- _WORK INSTRUCTION 1_
Reproduce the passage on Regala's employment status between "Second, the fact" and "business since February 2000.", inclusive.
- _WORK INSTRUCTION 2_
Pick up the passage on Regala's employment status where it stops and keep writing it.

Presumption of Regular Employment and Acceptability of Fixed Term EngagementAtty Elvin
In this regard, the Supreme Court (SC) heldin Regala that, Article 295 of the Labor Code provides for two types of regular employees, namely:
(a) those who are engaged to perform activities which are usually necessary or desirable in the usual business or trade of the employer (first category); and
(b) those who have rendered at least one year of service, whether continuous or broken, with respect to the activity in which they are employed (second category).”
The hotel / employer (MHC) has not categorically denied in its pleadings before the labor tribunals that Regala was employed by it as early as February 2000. On this point, the records of the case are bereft of evidence that Regala was duly informed of the nature and status of his engagement with the hotel.
Notably, in the absence of a clear agreement or contract, whether written or otherwise, which would clearly show that Regala was properly informed of his employment status with MHC, Regala enjoys the presumption of regular employment in his favor.
Regala is performing activities which are necessary and desirable, if not indispensable, in the business of MHC. Moreover, Regala has been working for MHC for several years since February 2000.
First, Regala is performing activities which are usually necessary or desirable in the business or trade of MHC. This connection can be determined by considering the nature of the work performed by Regala and its relation to the nature of the particular business or trade of MHC in its entirety.
Being part of the hotel and food industry, MHC, as a service-oriented business enterprise, depends largely on its manpower complement to carry out or perform services relating to food and beverage operations, event planning and hospitality. As such, it is essential, if at all necessary, that it retains in its employ waiting staff, such as Regala, specifically tasked to attend to its guests at its various dining
Notably, the desirability of his functions is bolstered by the fact that MHC retains in its employ regular staff of waiters charged with like duties or functions as those of Regala’s.
Second, the fact alone that Regala was allowed to work for MHC on several occasions for several years under various Service Agreements is indicative of the regularity and necessity of his functions to its business. Moreover, it bears to emphasize that MHC has admitted, albeit implicitly, that it renewed Regala’s Service Agreements on various occasions, i.e., during temporary spikes in the volume of its business since February 2000.
Thus, the continuing need for his services for the past several years is also sufficient evidence of the indispensability of his duties as waiter to MHC’s business. Additionally, Regala has already been working with the hotel for many years when he was supposedly constructively dismissed from employment on December 2, 2009.

(Stored items from a collection)
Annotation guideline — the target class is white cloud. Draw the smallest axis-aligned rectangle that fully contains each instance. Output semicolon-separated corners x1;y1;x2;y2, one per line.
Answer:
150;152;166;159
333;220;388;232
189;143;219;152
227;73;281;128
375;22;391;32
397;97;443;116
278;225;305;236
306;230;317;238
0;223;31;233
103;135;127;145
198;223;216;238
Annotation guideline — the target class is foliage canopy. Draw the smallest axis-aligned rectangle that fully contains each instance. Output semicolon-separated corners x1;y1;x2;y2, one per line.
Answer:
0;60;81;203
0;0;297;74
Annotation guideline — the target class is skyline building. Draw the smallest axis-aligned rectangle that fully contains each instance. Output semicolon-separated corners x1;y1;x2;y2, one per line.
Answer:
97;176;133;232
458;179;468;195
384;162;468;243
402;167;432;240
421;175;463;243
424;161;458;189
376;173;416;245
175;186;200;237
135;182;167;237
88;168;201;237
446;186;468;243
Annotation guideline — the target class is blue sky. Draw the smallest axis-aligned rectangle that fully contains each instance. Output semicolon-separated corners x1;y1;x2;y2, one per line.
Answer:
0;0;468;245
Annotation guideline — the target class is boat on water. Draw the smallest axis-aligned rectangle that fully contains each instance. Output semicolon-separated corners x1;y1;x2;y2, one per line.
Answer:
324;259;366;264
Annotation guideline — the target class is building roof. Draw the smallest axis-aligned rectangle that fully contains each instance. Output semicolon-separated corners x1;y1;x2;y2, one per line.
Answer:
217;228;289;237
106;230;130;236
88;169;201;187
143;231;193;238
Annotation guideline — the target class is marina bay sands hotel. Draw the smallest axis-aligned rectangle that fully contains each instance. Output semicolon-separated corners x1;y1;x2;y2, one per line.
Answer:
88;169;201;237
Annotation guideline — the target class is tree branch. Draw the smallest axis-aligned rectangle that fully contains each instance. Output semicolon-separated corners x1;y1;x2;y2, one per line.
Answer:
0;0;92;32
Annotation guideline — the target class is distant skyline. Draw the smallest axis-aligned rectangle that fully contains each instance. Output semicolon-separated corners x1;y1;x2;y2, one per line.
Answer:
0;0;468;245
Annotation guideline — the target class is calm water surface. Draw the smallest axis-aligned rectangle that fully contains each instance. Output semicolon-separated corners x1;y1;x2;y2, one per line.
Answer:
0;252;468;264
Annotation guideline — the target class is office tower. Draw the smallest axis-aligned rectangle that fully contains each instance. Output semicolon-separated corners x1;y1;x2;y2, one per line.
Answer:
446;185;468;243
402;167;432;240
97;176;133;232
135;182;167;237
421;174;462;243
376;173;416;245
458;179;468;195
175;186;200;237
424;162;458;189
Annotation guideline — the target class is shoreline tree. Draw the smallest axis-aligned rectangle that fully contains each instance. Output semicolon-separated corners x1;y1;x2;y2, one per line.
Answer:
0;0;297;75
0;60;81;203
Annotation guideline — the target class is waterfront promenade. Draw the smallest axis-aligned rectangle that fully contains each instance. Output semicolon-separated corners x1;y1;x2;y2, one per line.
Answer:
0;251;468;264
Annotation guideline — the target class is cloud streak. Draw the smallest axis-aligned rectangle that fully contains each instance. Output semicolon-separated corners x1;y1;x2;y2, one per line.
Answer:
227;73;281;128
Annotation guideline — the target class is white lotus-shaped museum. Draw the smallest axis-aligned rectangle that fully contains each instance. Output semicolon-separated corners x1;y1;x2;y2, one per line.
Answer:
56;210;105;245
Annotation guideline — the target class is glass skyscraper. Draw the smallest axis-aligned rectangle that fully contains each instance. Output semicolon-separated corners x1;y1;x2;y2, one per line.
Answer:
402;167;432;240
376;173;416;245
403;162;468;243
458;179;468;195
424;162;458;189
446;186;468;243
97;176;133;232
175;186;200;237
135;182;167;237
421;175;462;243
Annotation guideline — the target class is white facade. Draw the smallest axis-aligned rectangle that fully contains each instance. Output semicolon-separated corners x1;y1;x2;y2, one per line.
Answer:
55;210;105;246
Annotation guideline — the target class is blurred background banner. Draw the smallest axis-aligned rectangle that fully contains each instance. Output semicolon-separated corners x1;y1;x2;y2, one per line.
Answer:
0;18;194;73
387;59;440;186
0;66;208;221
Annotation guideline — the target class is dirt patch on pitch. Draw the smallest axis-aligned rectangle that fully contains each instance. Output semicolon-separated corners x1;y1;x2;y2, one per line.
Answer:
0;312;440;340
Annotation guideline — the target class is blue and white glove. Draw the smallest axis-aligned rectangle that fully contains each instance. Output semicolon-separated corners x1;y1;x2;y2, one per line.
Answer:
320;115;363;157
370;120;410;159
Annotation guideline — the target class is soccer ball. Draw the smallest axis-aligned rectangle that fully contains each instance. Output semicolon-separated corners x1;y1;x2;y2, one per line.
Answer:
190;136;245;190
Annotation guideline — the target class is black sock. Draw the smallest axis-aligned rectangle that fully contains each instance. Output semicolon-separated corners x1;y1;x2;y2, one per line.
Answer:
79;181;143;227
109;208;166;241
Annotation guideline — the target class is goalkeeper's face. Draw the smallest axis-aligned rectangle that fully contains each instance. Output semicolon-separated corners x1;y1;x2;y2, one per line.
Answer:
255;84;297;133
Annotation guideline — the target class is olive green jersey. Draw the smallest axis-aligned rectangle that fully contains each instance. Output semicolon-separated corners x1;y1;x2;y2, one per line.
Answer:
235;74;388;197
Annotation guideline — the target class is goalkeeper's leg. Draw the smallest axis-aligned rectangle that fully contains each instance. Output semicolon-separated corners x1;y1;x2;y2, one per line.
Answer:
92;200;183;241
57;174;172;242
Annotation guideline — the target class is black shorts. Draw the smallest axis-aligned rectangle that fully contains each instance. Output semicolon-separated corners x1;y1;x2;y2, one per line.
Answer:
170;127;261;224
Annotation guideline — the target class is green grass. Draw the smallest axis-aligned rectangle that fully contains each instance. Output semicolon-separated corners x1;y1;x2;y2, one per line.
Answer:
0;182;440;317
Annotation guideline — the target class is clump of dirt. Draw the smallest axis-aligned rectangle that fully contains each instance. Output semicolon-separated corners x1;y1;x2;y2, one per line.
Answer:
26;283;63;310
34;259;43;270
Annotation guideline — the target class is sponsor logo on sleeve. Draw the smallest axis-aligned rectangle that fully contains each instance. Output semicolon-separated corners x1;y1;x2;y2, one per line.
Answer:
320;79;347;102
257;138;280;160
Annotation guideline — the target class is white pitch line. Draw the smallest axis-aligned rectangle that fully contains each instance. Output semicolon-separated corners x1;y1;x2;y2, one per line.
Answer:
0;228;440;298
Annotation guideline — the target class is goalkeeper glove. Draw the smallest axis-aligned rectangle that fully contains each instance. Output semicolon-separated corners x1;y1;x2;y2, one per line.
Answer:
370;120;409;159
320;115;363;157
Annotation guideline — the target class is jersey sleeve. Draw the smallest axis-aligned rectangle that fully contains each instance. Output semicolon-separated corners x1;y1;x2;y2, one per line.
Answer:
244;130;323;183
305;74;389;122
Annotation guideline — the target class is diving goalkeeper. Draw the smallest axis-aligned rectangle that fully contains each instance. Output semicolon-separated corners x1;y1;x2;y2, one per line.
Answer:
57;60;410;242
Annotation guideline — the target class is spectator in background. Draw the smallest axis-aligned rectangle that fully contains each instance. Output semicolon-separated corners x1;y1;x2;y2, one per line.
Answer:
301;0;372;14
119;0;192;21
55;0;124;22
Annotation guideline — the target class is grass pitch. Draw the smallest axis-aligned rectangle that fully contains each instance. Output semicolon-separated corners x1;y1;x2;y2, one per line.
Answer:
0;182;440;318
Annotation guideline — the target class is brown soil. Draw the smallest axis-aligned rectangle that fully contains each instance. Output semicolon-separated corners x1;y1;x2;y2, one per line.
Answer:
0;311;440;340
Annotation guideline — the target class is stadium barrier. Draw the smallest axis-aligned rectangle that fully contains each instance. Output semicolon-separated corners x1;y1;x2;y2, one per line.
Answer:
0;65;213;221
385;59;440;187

- _EXERCISE RESULT 1_
Second, the fact alone that Regala was allowed to work for MHC on several occasions for several years under various Service Agreements is indicative of the regularity and necessity of his functions to its business. Moreover, it bears to emphasize that MHC has admitted, albeit implicitly, that it renewed Regala’s Service Agreements on various occasions, i.e., during temporary spikes in the volume of its business since February 2000.

- _EXERCISE RESULT 2_
In any event, it is worth noting that MHC failed to deny that Regala’s work as waiter is necessary and desirable to its business.
While it does not necessarily follow that where the duties of the employee consist of activities usually necessary or desirable in the usual business of the employer, the parties are forbidden from agreeing on a period of time for the performance of such activities, the courts can still review the circumstances of the case to determine whether the period was merely used to preclude acquisition of tenurial security of the employee.
In the Regala case, the SC held that the Service Agreements and fixed-term service contracts executed between MHC and Regala are invalid and are not true fixed-term employment contracts.
As proof of Regala’s fixed-term employment status, MHC depended heavily on Regala’s Service Agreements covering the periods of his supposed temporary engagement with MHC, or from March 1, 2010 to March 3, 2010.
MHC then asserted that the Service Agreements entered into by and between MHC and Regala are valid for the following reasons: (1) the terms thereof are clear and bereft of ambiguity; (2) the duration or terms of Regala’s employment as indicated in the Service Agreements were determined and made known to him before each engagement; and (3) the Service Agreements were freely entered into by both parties.
A fixed-term employment, while not expressly mentioned in the Labor Code, has been recognized by this Court as a type of employment “embodied in a contract specifying that the services of the employee shall be engaged only for a definite period, the termination of which occurs upon the expiration of said period irrespective of the existence of just cause and regardless of the activity the employee is called upon to perform.”
Along the same lines, it has been held that “[t]he fixed-term character of employment essentially refers to the period agreed upon between the employer and the employee.” Accordingly, “the decisive determinant in term employment should not be the activities that the employee is called upon to perform, but the day certain agreed upon by the parties for the commencement and termination of their employment relationship. Specification of the date of termination is significant because an employee’s employment shall cease upon termination date without need of notice.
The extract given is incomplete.